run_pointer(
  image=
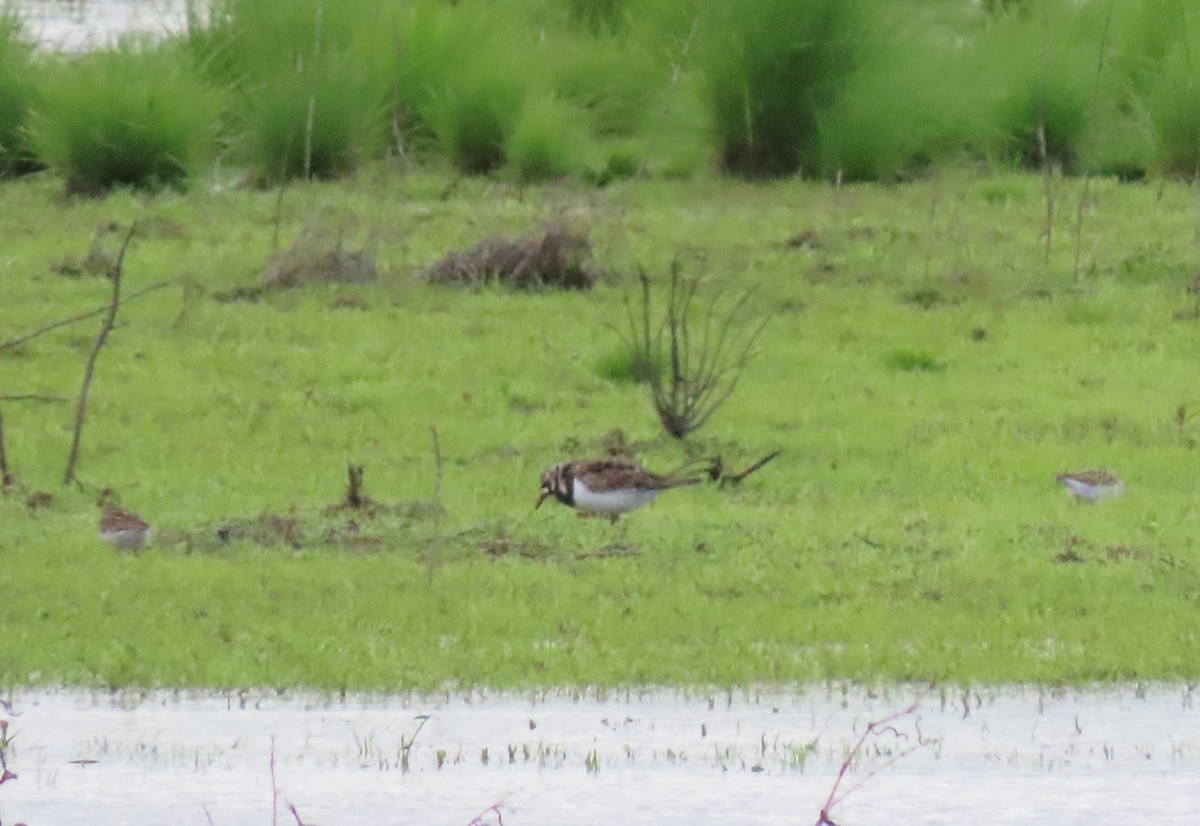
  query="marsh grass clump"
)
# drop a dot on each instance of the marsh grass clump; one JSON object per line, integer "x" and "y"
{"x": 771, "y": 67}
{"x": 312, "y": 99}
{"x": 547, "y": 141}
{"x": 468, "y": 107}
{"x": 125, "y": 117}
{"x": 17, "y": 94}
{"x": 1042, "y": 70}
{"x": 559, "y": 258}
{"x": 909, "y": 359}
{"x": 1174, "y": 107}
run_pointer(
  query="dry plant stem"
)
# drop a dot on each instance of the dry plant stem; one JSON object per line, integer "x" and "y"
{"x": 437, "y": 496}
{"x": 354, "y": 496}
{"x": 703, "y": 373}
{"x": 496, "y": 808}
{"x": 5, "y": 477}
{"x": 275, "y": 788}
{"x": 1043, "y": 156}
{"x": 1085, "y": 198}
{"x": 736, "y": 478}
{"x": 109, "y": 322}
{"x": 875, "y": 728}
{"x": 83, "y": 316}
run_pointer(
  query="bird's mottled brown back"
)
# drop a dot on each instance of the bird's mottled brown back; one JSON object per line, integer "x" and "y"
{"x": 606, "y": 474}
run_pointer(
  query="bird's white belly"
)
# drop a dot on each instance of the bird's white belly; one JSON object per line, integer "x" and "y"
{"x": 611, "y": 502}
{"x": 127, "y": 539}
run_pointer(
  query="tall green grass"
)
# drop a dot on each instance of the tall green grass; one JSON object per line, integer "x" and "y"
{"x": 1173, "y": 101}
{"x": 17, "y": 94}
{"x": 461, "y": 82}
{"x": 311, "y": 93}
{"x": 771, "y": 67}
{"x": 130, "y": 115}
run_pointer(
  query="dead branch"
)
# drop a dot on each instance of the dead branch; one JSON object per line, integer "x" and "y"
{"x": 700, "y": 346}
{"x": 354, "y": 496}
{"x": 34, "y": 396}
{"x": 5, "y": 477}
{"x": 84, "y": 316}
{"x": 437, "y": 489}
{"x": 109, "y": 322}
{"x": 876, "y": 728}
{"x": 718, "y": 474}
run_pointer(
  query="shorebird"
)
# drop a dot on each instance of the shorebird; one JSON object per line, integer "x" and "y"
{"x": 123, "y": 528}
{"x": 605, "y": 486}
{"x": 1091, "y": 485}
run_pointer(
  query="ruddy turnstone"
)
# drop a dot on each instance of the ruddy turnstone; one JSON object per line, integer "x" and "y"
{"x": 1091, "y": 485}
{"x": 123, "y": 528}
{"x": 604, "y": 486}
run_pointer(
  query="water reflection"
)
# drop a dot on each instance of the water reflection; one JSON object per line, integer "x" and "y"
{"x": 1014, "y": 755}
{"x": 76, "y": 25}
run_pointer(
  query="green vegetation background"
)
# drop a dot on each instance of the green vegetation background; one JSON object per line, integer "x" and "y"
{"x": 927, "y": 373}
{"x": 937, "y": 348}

● ● ● ●

**What is expected**
Reproduce all of the entries exactly as they appear, though any picture they include must be omitted.

**Response to the task**
run_pointer(
  image=
  query="marsh grass clump"
)
# drop a dot on each instance of the marsh grass clump; one JSON object per line, integer "x" and "y"
{"x": 771, "y": 67}
{"x": 312, "y": 99}
{"x": 547, "y": 141}
{"x": 468, "y": 107}
{"x": 125, "y": 117}
{"x": 17, "y": 94}
{"x": 1042, "y": 70}
{"x": 559, "y": 258}
{"x": 909, "y": 359}
{"x": 1174, "y": 107}
run_pointer(
  query="dry plant stem"
)
# drop a dot on each instance of the dry plant stem; one JSON object per line, integer "x" and "y"
{"x": 437, "y": 496}
{"x": 354, "y": 496}
{"x": 703, "y": 373}
{"x": 496, "y": 808}
{"x": 5, "y": 477}
{"x": 275, "y": 788}
{"x": 1043, "y": 156}
{"x": 1085, "y": 198}
{"x": 736, "y": 478}
{"x": 109, "y": 322}
{"x": 875, "y": 728}
{"x": 83, "y": 316}
run_pointer(
  query="bird's mottled brown back"
)
# drop a dot on each instance of the bird's mottled brown back; one JSON object per line, integer "x" and "y"
{"x": 606, "y": 474}
run_pointer(
  query="bird's white belly"
)
# drop a dot on each instance of the bird's white belly; one JSON object per line, integer "x" and "y"
{"x": 611, "y": 502}
{"x": 127, "y": 539}
run_pointer(
  query="tall green grass"
)
# drop a dot on each instance of the tall green grass; one JSON object per line, integer "x" and "y"
{"x": 1173, "y": 101}
{"x": 17, "y": 94}
{"x": 461, "y": 82}
{"x": 311, "y": 93}
{"x": 771, "y": 67}
{"x": 130, "y": 115}
run_pointer(
  query="dead branch"
)
# drop a dot on each instance of the dead branch; one JSON object per line, integer "x" and "y"
{"x": 700, "y": 346}
{"x": 354, "y": 496}
{"x": 34, "y": 396}
{"x": 5, "y": 477}
{"x": 84, "y": 316}
{"x": 437, "y": 489}
{"x": 109, "y": 322}
{"x": 876, "y": 728}
{"x": 718, "y": 474}
run_pointer(
  query="shorebird"
)
# drop a dot on each instance of the shorebird; one JSON object per line, integer "x" and "y"
{"x": 123, "y": 528}
{"x": 605, "y": 486}
{"x": 1091, "y": 485}
run_pointer(
  query="ruddy turnstone"
)
# drop a dot on each instance of the ruddy turnstone; one JSON object per line, integer "x" and "y"
{"x": 1091, "y": 485}
{"x": 123, "y": 528}
{"x": 604, "y": 486}
run_pointer(
  query="water reflection"
)
# drop a dot on each instance of the water reflection; one JSON object per line, integer "x" and "y"
{"x": 1014, "y": 755}
{"x": 76, "y": 25}
run_pointer(
  query="green vegetation background"
)
# drop a dot on each instance of the green vegetation background; one JSON object per line, integer "x" and "y"
{"x": 927, "y": 373}
{"x": 937, "y": 348}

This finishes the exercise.